I don’t care about the scale.
I mean, I do, because it has these numbers and it means something to you, to your peers, to your family, to society.
I think of it now, and I still weigh myself daily but I know the scale is bullshit. It didn’t ever tell me how smart I was, how much I was loved, how well I took care of those who loved me, if I was funny, or a good cook or a good dancer or a good friend. It said ‘hey, this starts with a two so you’re basically shit, have a great day!’
I woke up one day and stood on it, cold because I was in nothing but my chubby girl granny panties, staring down at what I could see of my wide feet when I saw that number: 255. I was so sick of it I got dressed and went outside and threw it in the trash.
Liberating.
I told a friend about it, I laughed about it. I went back to a low carb diet and I was going to just do the thing. It was working but not the way it had before.
I’m about 33 and eating mostly salads, walking three to five miles a day, no packaged foods, eating organic, no drive thru windows and nothing helped, nothing changed it, nothing moved the scale.

· · · · · · ·

Task 1
In the passage about the scale, what number did the scale show on the morning it was thrown in the trash?
Task 2
For each statement, say whether it agrees with the passage about the scale, and quote the deciding words.
(a) The writer no longer steps on a scale at all.
(b) After getting rid of the scale, the writer went back to a low carb diet.
(c) The writer walks about ten miles a day.
Task 3
Please translate this sentence from the passage about the scale into German: "I was so sick of it I got dressed and went outside and threw it in the trash."

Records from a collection
· · · · · · ·

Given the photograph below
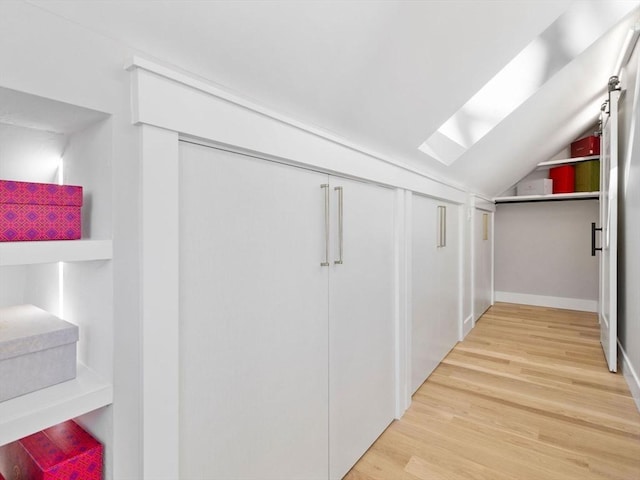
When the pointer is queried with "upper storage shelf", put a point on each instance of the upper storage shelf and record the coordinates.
(547, 198)
(566, 161)
(554, 196)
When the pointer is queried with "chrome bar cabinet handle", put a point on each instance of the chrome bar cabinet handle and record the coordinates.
(325, 186)
(340, 224)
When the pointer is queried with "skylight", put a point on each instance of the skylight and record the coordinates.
(572, 33)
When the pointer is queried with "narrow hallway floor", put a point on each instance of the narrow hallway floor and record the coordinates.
(526, 396)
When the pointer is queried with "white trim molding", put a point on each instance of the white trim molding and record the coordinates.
(467, 326)
(276, 123)
(631, 376)
(545, 301)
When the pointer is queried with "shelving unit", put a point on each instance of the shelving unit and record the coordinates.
(42, 140)
(36, 411)
(547, 198)
(554, 196)
(566, 161)
(29, 253)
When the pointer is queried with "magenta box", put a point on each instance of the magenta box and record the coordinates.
(39, 211)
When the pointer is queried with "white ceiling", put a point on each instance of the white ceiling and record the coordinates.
(382, 74)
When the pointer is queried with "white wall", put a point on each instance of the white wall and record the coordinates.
(543, 250)
(629, 229)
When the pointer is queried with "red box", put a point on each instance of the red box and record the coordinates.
(64, 451)
(585, 146)
(563, 179)
(39, 211)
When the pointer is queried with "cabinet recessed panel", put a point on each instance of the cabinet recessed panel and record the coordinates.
(361, 325)
(435, 288)
(253, 319)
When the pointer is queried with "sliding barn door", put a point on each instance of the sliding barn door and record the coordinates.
(253, 319)
(607, 301)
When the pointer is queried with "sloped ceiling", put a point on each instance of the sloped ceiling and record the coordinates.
(384, 75)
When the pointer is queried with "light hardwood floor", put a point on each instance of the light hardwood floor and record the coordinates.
(527, 395)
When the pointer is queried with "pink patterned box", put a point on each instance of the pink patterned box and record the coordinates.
(39, 211)
(61, 452)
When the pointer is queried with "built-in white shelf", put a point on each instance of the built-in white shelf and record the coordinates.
(566, 161)
(547, 198)
(28, 253)
(30, 413)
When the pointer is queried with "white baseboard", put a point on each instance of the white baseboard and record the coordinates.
(544, 301)
(467, 325)
(630, 376)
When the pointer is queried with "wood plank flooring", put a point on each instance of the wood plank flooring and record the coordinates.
(527, 395)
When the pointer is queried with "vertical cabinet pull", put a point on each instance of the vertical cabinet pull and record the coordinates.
(340, 224)
(485, 226)
(442, 226)
(593, 239)
(325, 186)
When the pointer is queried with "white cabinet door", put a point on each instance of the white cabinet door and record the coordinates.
(482, 262)
(253, 319)
(448, 272)
(424, 289)
(361, 328)
(435, 289)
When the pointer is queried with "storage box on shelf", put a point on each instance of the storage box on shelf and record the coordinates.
(540, 186)
(64, 451)
(588, 176)
(39, 211)
(37, 350)
(585, 147)
(565, 178)
(40, 139)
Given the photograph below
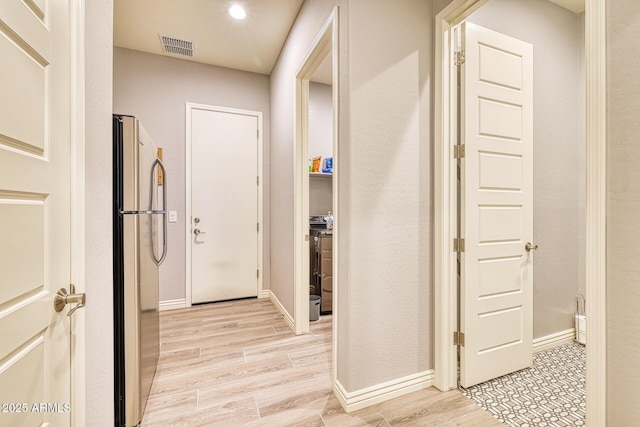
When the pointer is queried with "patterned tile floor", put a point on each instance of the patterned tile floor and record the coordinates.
(549, 394)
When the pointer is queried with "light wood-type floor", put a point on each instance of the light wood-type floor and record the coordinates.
(237, 363)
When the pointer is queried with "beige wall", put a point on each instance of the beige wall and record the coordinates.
(98, 198)
(155, 89)
(558, 178)
(320, 144)
(385, 327)
(623, 213)
(311, 17)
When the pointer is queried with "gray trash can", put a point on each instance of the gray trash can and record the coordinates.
(314, 307)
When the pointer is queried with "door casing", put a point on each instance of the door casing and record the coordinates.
(326, 42)
(446, 206)
(188, 221)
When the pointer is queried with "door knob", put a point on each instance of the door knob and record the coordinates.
(63, 298)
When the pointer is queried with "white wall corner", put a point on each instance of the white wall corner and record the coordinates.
(276, 302)
(172, 304)
(554, 340)
(359, 399)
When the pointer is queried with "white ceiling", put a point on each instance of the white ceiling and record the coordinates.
(252, 44)
(576, 6)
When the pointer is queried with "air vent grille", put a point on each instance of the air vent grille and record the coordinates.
(177, 46)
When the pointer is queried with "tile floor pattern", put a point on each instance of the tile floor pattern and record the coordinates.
(549, 394)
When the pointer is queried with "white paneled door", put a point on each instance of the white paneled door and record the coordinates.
(35, 215)
(496, 205)
(224, 204)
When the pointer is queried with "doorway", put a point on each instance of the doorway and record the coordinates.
(445, 190)
(224, 230)
(325, 46)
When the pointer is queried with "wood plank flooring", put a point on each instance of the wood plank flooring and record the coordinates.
(238, 364)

· · · · · · ·

Written response 1
255

Written response 2
(a) No: "I still weigh myself daily"
(b) Yes: "I went back to a low carb diet"
(c) No: "walking three to five miles a day"

Written response 3
Ich hatte es so satt, dass ich mich anzog, nach draußen ging und sie in den Müll warf.